* [Data for processing]:
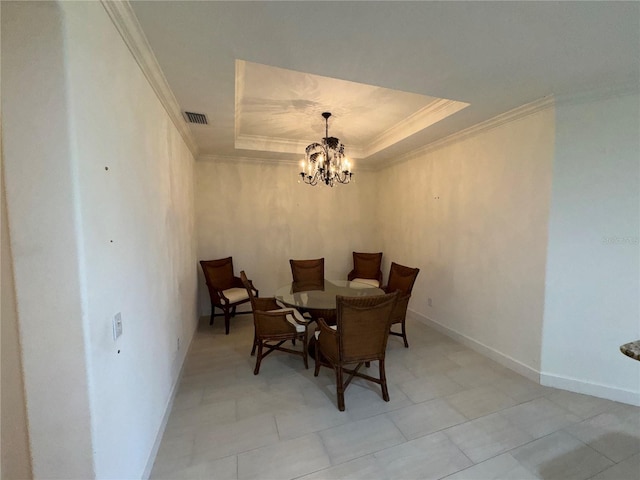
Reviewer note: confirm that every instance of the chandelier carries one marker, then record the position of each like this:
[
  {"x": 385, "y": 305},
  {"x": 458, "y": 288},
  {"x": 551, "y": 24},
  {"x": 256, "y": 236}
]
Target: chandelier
[{"x": 325, "y": 162}]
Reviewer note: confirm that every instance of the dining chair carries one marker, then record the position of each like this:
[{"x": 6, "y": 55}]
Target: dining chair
[
  {"x": 307, "y": 271},
  {"x": 366, "y": 268},
  {"x": 401, "y": 279},
  {"x": 358, "y": 338},
  {"x": 273, "y": 326},
  {"x": 226, "y": 291}
]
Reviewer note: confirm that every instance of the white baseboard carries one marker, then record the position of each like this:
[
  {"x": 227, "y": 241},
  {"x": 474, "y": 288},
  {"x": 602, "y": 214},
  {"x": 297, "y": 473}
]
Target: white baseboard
[
  {"x": 588, "y": 388},
  {"x": 548, "y": 380},
  {"x": 499, "y": 357},
  {"x": 167, "y": 412}
]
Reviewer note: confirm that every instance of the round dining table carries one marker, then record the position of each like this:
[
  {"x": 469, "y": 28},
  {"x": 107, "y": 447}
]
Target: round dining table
[{"x": 319, "y": 298}]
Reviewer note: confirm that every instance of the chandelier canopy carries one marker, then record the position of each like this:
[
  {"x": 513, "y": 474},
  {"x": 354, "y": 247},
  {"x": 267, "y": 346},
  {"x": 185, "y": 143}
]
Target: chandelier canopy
[{"x": 326, "y": 162}]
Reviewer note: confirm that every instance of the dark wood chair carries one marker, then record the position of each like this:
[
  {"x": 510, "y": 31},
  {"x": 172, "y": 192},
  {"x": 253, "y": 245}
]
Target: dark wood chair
[
  {"x": 225, "y": 289},
  {"x": 401, "y": 279},
  {"x": 307, "y": 271},
  {"x": 273, "y": 326},
  {"x": 359, "y": 337},
  {"x": 366, "y": 268}
]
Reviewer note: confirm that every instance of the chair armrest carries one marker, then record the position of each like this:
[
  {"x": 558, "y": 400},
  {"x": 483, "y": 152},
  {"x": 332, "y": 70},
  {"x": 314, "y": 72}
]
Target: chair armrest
[
  {"x": 272, "y": 323},
  {"x": 266, "y": 304},
  {"x": 237, "y": 283}
]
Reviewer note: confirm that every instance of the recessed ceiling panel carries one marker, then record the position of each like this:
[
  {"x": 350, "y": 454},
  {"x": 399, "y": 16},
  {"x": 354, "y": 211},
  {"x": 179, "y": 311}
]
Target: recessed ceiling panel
[{"x": 279, "y": 110}]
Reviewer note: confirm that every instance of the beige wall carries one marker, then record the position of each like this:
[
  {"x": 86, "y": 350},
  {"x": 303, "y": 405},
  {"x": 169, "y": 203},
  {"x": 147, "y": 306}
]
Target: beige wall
[
  {"x": 101, "y": 213},
  {"x": 16, "y": 458},
  {"x": 593, "y": 265},
  {"x": 472, "y": 216},
  {"x": 260, "y": 215}
]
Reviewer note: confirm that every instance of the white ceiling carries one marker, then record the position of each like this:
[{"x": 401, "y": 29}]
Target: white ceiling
[{"x": 262, "y": 72}]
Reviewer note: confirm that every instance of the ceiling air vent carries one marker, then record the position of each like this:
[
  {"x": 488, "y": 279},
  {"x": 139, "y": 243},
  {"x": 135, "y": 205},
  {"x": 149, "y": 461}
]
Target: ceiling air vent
[{"x": 196, "y": 118}]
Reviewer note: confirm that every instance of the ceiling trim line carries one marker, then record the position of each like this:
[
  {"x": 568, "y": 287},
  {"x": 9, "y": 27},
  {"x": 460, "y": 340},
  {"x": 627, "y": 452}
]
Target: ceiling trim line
[
  {"x": 501, "y": 119},
  {"x": 264, "y": 161},
  {"x": 126, "y": 22}
]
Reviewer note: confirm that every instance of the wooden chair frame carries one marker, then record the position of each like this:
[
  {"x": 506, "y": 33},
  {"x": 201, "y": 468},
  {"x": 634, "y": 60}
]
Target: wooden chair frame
[
  {"x": 366, "y": 265},
  {"x": 360, "y": 337},
  {"x": 219, "y": 277},
  {"x": 401, "y": 279},
  {"x": 272, "y": 329}
]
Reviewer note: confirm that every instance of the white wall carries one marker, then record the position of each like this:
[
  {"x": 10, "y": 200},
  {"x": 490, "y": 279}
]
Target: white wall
[
  {"x": 593, "y": 268},
  {"x": 258, "y": 214},
  {"x": 90, "y": 242},
  {"x": 472, "y": 216},
  {"x": 44, "y": 239}
]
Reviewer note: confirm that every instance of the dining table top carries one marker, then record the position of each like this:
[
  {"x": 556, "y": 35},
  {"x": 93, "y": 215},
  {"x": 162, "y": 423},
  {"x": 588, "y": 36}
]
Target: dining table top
[{"x": 322, "y": 295}]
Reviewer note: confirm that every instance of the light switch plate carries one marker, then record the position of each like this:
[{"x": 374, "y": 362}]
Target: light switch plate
[{"x": 117, "y": 325}]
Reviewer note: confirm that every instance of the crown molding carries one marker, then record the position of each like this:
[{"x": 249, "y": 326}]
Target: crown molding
[
  {"x": 501, "y": 119},
  {"x": 432, "y": 113},
  {"x": 127, "y": 24},
  {"x": 598, "y": 94}
]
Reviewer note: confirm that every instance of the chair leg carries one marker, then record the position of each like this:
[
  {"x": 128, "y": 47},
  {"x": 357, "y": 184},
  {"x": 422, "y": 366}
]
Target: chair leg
[
  {"x": 340, "y": 388},
  {"x": 258, "y": 358},
  {"x": 404, "y": 334},
  {"x": 383, "y": 381},
  {"x": 255, "y": 343},
  {"x": 304, "y": 351},
  {"x": 317, "y": 356}
]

* [Given instruction]: Write every record out again exactly; no pictures belong in the copy.

* [Output for this exercise]:
Reviewer note: confirm that every instance of the chandelier carries one marker, then record the position of each like this:
[
  {"x": 385, "y": 305},
  {"x": 458, "y": 288},
  {"x": 551, "y": 24},
  {"x": 256, "y": 236}
]
Target: chandelier
[{"x": 325, "y": 162}]
Reviewer note: confirm that every instance of the dining chair carries one marker, then record the position of each like this:
[{"x": 6, "y": 55}]
Target: dining chair
[
  {"x": 307, "y": 271},
  {"x": 366, "y": 268},
  {"x": 401, "y": 279},
  {"x": 358, "y": 338},
  {"x": 273, "y": 326},
  {"x": 226, "y": 291}
]
Reviewer note: confirm that every instance of the white baseboard carries one marker, then record the position of each like this:
[
  {"x": 227, "y": 241},
  {"x": 474, "y": 288},
  {"x": 602, "y": 214},
  {"x": 297, "y": 473}
]
Target: white baseboard
[
  {"x": 588, "y": 388},
  {"x": 548, "y": 380},
  {"x": 499, "y": 357},
  {"x": 167, "y": 412}
]
Reviewer note: confirm that every instance of the round dining table carries one marker, then record the position of each like this:
[
  {"x": 469, "y": 28},
  {"x": 107, "y": 447}
]
Target: round dining table
[{"x": 319, "y": 298}]
Reviewer note: confirm that every instance of the chandelier canopy carries one marker, then record the position of each like this:
[
  {"x": 513, "y": 474},
  {"x": 354, "y": 247},
  {"x": 267, "y": 346},
  {"x": 185, "y": 143}
]
Target: chandelier canopy
[{"x": 326, "y": 162}]
Reviewer note: confirm that every instance of the dark wood chair carries one marker, then record the position of each like this:
[
  {"x": 510, "y": 31},
  {"x": 172, "y": 192},
  {"x": 253, "y": 245}
]
Target: dark wood chair
[
  {"x": 225, "y": 289},
  {"x": 401, "y": 279},
  {"x": 307, "y": 271},
  {"x": 273, "y": 326},
  {"x": 359, "y": 337},
  {"x": 366, "y": 268}
]
Reviewer note: confirm that every instance of the chair armrest carries one marker, then record the position of each like this:
[
  {"x": 558, "y": 400},
  {"x": 483, "y": 152},
  {"x": 332, "y": 70},
  {"x": 314, "y": 72}
]
Target: chair armrest
[
  {"x": 272, "y": 323},
  {"x": 266, "y": 304},
  {"x": 237, "y": 283}
]
Reviewer note: confirm that every instance of the recessed ceiling panel carries one marker, then record the position of each like this:
[
  {"x": 350, "y": 454},
  {"x": 399, "y": 16},
  {"x": 354, "y": 211},
  {"x": 179, "y": 311}
]
Target: recessed ceiling panel
[{"x": 279, "y": 110}]
Reviewer note: confirm that every instance of the beige wall carries one marker, then record the position of each like this:
[
  {"x": 86, "y": 350},
  {"x": 303, "y": 405},
  {"x": 169, "y": 203},
  {"x": 147, "y": 306}
]
Target: beige wall
[
  {"x": 101, "y": 213},
  {"x": 16, "y": 458},
  {"x": 593, "y": 265},
  {"x": 472, "y": 216},
  {"x": 260, "y": 215}
]
Reviewer note: confirm that every instance of the white ceiling carries one marker, then record the position of each like this:
[{"x": 401, "y": 29}]
Target: white ceiling
[{"x": 262, "y": 72}]
Reviewer note: confirm that every instance of the ceiling air vent carries one marker, then record the position of each like this:
[
  {"x": 488, "y": 279},
  {"x": 139, "y": 243},
  {"x": 135, "y": 205},
  {"x": 149, "y": 461}
]
Target: ceiling air vent
[{"x": 196, "y": 118}]
Reviewer note: confirm that every instance of the ceiling trim line carries one marker, then record the position of each like this:
[
  {"x": 568, "y": 287},
  {"x": 9, "y": 27},
  {"x": 460, "y": 340},
  {"x": 627, "y": 452}
]
Target: ceiling trim line
[
  {"x": 501, "y": 119},
  {"x": 264, "y": 161},
  {"x": 126, "y": 22}
]
Reviewer note: confirm that every instance of the wooden chair frame carries one marker, then record the position of each like this:
[
  {"x": 506, "y": 33},
  {"x": 201, "y": 468},
  {"x": 634, "y": 60}
]
Target: wooden chair frame
[
  {"x": 366, "y": 265},
  {"x": 360, "y": 337},
  {"x": 219, "y": 277},
  {"x": 401, "y": 279},
  {"x": 272, "y": 329}
]
Reviewer note: confirm that every instance of the white wall carries one marker, then record the position of each like this:
[
  {"x": 10, "y": 200},
  {"x": 490, "y": 279}
]
Target: white wall
[
  {"x": 593, "y": 268},
  {"x": 258, "y": 214},
  {"x": 90, "y": 242},
  {"x": 472, "y": 216},
  {"x": 44, "y": 239}
]
Reviewer note: confirm that every instance of the dining table top carries one marker, then record the position of each like this:
[
  {"x": 556, "y": 35},
  {"x": 93, "y": 215},
  {"x": 162, "y": 423},
  {"x": 588, "y": 36}
]
Target: dining table top
[{"x": 322, "y": 295}]
Reviewer note: confirm that every instance of the light switch plate carries one marker, then record the position of each like this:
[{"x": 374, "y": 362}]
Target: light switch plate
[{"x": 117, "y": 325}]
Reviewer note: confirm that every instance of the crown molding carries one marker, then record the position of each like this:
[{"x": 249, "y": 326}]
Target: crown molding
[
  {"x": 501, "y": 119},
  {"x": 432, "y": 113},
  {"x": 127, "y": 24},
  {"x": 598, "y": 94}
]
Reviewer note: confirm that every instance of the chair leg carries one marker, then record the position of each like this:
[
  {"x": 128, "y": 47},
  {"x": 357, "y": 184},
  {"x": 422, "y": 366}
]
Target: chair leg
[
  {"x": 340, "y": 388},
  {"x": 258, "y": 358},
  {"x": 404, "y": 334},
  {"x": 383, "y": 381},
  {"x": 255, "y": 343},
  {"x": 304, "y": 351},
  {"x": 317, "y": 356}
]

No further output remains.